ACTION ITEM: Go through the listing below and count the lines with "Mark" in them. Only the count is needed.

THE RECORDS:
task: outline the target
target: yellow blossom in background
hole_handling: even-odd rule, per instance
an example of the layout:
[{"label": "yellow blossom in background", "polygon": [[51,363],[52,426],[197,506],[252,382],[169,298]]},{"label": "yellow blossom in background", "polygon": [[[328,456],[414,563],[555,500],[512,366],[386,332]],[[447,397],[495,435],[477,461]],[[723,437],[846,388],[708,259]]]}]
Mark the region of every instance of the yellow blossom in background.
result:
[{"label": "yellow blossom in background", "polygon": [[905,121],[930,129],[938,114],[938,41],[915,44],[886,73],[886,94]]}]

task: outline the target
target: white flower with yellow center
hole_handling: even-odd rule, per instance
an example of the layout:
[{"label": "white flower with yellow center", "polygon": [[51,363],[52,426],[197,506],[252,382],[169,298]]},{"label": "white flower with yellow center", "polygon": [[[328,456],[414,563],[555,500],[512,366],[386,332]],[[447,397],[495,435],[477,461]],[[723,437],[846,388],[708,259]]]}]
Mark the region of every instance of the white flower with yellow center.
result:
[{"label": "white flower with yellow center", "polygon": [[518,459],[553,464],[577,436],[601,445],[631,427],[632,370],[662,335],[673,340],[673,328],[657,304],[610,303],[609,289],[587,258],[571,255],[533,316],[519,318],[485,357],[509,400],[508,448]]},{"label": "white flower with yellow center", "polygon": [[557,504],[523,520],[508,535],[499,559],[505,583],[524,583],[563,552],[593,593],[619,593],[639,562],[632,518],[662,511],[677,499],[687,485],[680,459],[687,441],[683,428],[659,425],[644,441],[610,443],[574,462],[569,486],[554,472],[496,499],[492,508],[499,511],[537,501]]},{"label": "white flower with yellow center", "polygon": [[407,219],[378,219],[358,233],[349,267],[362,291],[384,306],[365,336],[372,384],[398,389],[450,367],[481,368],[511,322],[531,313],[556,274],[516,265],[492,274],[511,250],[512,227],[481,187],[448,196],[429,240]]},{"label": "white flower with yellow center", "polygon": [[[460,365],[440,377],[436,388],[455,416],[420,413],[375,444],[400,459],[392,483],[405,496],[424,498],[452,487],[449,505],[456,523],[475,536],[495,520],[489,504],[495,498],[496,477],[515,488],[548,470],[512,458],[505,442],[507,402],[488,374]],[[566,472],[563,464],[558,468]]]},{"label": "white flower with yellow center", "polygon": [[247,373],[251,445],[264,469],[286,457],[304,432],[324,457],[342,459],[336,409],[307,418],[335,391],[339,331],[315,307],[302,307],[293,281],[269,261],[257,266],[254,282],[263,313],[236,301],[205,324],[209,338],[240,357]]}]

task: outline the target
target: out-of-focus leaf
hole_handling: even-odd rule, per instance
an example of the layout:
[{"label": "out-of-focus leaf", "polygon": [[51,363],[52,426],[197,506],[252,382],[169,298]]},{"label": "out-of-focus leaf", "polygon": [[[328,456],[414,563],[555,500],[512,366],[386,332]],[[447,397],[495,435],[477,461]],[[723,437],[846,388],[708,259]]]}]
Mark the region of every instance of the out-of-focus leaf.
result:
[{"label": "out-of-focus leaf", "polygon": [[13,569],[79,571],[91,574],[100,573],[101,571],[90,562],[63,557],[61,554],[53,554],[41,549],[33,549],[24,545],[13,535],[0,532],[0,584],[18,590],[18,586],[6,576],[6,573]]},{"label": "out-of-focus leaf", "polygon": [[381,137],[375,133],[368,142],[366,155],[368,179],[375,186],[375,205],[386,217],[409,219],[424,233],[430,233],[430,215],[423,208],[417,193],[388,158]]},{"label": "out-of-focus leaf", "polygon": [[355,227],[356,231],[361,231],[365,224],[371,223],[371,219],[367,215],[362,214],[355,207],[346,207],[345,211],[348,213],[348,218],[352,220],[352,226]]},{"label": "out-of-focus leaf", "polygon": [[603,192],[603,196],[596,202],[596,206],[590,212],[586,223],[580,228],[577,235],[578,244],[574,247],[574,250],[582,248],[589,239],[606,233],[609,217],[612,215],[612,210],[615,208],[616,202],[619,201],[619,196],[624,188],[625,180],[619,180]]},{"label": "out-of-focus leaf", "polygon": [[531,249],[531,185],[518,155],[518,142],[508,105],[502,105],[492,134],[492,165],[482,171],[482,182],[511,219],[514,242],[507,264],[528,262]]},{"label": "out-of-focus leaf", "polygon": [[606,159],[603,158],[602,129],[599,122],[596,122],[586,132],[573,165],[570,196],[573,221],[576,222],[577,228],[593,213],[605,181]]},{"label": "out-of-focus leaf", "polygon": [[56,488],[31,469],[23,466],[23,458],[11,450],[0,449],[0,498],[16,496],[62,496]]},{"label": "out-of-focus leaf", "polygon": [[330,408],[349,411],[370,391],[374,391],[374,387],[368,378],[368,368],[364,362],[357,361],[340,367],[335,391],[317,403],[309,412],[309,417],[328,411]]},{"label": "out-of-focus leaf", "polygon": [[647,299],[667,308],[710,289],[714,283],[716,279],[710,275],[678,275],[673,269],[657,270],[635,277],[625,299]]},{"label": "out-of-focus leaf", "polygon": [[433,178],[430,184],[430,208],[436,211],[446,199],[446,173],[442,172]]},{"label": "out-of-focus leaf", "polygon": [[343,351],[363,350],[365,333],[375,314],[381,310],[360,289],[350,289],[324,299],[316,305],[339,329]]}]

OUTPUT BELOW: 3